An excerpt from a dataset:
***
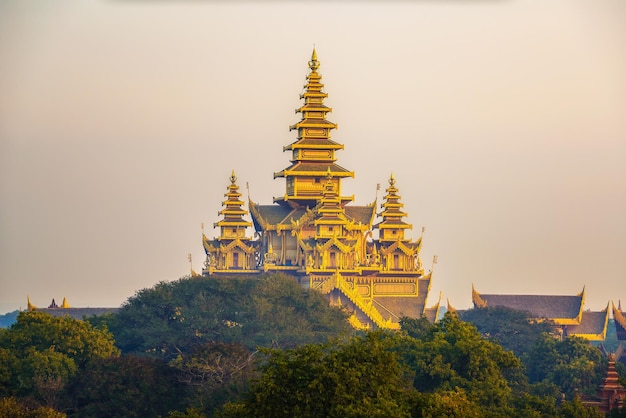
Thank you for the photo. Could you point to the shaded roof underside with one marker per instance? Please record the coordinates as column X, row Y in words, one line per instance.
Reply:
column 540, row 306
column 591, row 323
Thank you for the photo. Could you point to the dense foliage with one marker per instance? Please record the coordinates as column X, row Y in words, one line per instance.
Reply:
column 271, row 311
column 40, row 353
column 514, row 330
column 242, row 347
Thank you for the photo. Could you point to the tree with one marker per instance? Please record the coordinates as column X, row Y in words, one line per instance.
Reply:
column 359, row 378
column 269, row 311
column 572, row 365
column 452, row 355
column 11, row 407
column 216, row 373
column 40, row 353
column 514, row 330
column 126, row 386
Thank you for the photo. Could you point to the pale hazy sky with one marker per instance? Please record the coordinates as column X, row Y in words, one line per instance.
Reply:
column 504, row 123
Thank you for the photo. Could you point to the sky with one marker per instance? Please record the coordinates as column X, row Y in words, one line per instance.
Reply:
column 503, row 122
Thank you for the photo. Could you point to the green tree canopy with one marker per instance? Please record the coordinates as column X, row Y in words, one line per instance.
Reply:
column 268, row 311
column 126, row 386
column 452, row 355
column 355, row 379
column 572, row 365
column 514, row 330
column 39, row 353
***
Task to complete
Recast every line of the records above as a Markdown table with the columns No. and Line. Number the rows, and leave out blank lines and the pictures.

Task output
| No. | Line |
|---|---|
| 1 | Thank you for the photo. Could you point to the shaded roof underside with one marker per instance? Please record the coordinates as column X, row Y in words, one line per instance. |
| 2 | Reply: |
| 3 | column 540, row 306 |
| 4 | column 591, row 323 |
| 5 | Thank you for the photo. Could you point to the dense foliage with one marker per instance? Please record the coordinates as column X, row Y in words, one line per instance. |
| 6 | Reply: |
| 7 | column 271, row 311 |
| 8 | column 40, row 353 |
| 9 | column 514, row 330 |
| 10 | column 242, row 347 |
| 11 | Thank you for the photo. Could you point to the tree with one marker per instance? Please record the coordinates as column X, row Y in words, one line per instance. |
| 12 | Reply: |
| 13 | column 359, row 378 |
| 14 | column 269, row 311 |
| 15 | column 572, row 365 |
| 16 | column 452, row 355 |
| 17 | column 11, row 407 |
| 18 | column 216, row 373 |
| 19 | column 40, row 353 |
| 20 | column 514, row 330 |
| 21 | column 126, row 386 |
| 22 | Thank you for the photo. Could you point to the pale hazy sky with one marker per instance? Please record the coordinates as column X, row Y in words, one line per instance. |
| 23 | Reply: |
| 24 | column 504, row 123 |
| 25 | Thank you for the photo. Could you point to the sky with one marker per instance? Please record the coordinates as column X, row Y in words, one line per instance. |
| 26 | Reply: |
| 27 | column 503, row 122 |
| 28 | Thank you for the photo. Could you point to the green tree canopy with one marker per instance? Please record the coordinates as column X, row Y in words, one line per instance. |
| 29 | Reply: |
| 30 | column 268, row 311 |
| 31 | column 126, row 386 |
| 32 | column 452, row 355 |
| 33 | column 355, row 379 |
| 34 | column 572, row 365 |
| 35 | column 514, row 330 |
| 36 | column 39, row 353 |